(Region segmentation data)
************
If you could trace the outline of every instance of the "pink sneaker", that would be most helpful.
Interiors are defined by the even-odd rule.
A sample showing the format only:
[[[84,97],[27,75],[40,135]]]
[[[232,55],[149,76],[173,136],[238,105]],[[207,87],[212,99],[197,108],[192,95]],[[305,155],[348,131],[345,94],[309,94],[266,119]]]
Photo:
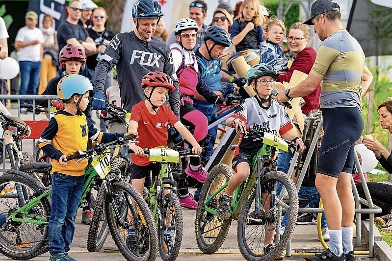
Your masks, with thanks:
[[[208,172],[204,170],[204,168],[203,168],[201,165],[199,167],[199,169],[197,170],[194,171],[190,169],[190,166],[189,166],[188,164],[186,168],[185,169],[185,173],[189,177],[192,177],[202,183],[206,181],[206,179],[208,175]]]
[[[180,204],[184,208],[192,210],[197,209],[197,202],[195,200],[190,193],[185,197],[182,198],[181,196],[178,197],[180,199]]]

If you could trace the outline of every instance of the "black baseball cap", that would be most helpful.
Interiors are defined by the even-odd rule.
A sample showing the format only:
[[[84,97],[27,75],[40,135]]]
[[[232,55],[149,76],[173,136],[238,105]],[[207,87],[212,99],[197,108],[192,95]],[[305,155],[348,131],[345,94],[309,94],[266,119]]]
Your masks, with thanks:
[[[336,3],[333,0],[317,0],[312,5],[310,18],[305,21],[303,24],[312,25],[313,25],[312,20],[317,15],[326,12],[329,12],[330,11],[338,11],[340,12],[340,8],[333,7],[334,3]],[[338,4],[337,3],[337,4]]]

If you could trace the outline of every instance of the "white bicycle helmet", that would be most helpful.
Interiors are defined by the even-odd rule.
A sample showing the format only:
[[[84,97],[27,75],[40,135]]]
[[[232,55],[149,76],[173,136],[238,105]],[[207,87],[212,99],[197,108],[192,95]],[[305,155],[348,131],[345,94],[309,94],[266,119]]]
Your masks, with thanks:
[[[190,18],[180,19],[176,23],[174,33],[176,35],[179,34],[183,30],[187,29],[194,29],[197,32],[199,30],[199,26],[194,20]]]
************
• **Required task**:
Repeat each entry precisely as it appears. Leave the pictures out.

• **Exercise output**:
If you could trace the outline of every instance of the "pink sneaker", that would be most helpful.
Interiors are defined by the even-odd rule.
A sample showing the format only:
[[[84,97],[27,75],[40,135]]]
[[[232,55],[149,76],[173,136],[238,105]],[[207,87],[212,99],[197,108],[192,95]],[[305,155],[348,131],[345,94],[309,94],[266,119]]]
Photo:
Your masks, with thanks:
[[[208,172],[204,170],[204,168],[203,168],[201,165],[199,167],[199,169],[197,170],[194,171],[190,169],[190,166],[189,166],[188,164],[186,168],[185,169],[185,173],[189,177],[192,177],[202,183],[206,181],[206,179],[208,175]]]
[[[180,204],[184,208],[192,210],[197,209],[197,202],[195,200],[190,193],[185,197],[182,198],[181,196],[178,197],[180,199]]]

If you could trace the outline of every instance of the "black baseball cap", that would be most helpful.
Interiors are defined by the even-odd rule.
A sample showing the format only:
[[[84,97],[27,75],[40,135]]]
[[[232,55],[149,76],[173,136],[238,105]],[[207,87],[212,99],[197,108],[192,95]],[[305,155],[348,131],[345,94],[309,94],[266,119]]]
Your masks, with thanks:
[[[336,3],[333,0],[317,0],[312,5],[310,18],[305,21],[303,24],[312,25],[313,25],[312,20],[317,15],[326,12],[329,12],[330,11],[338,11],[340,12],[340,8],[333,7],[334,3]],[[338,4],[337,3],[337,4]]]

If you could trace the outline of every instance of the "white bicycle helmet", that would be most helpful.
Interiors are defined by the even-odd rule.
A sample showing the format only:
[[[84,97],[27,75],[40,135]]]
[[[232,55],[149,76],[173,136],[238,105]],[[207,87],[212,99],[197,108],[192,95]],[[305,155],[348,131],[345,94],[309,94],[266,119]]]
Your masks, with thanks:
[[[190,18],[180,19],[176,23],[174,33],[176,35],[179,34],[183,30],[187,29],[194,29],[197,32],[199,30],[199,26],[194,20]]]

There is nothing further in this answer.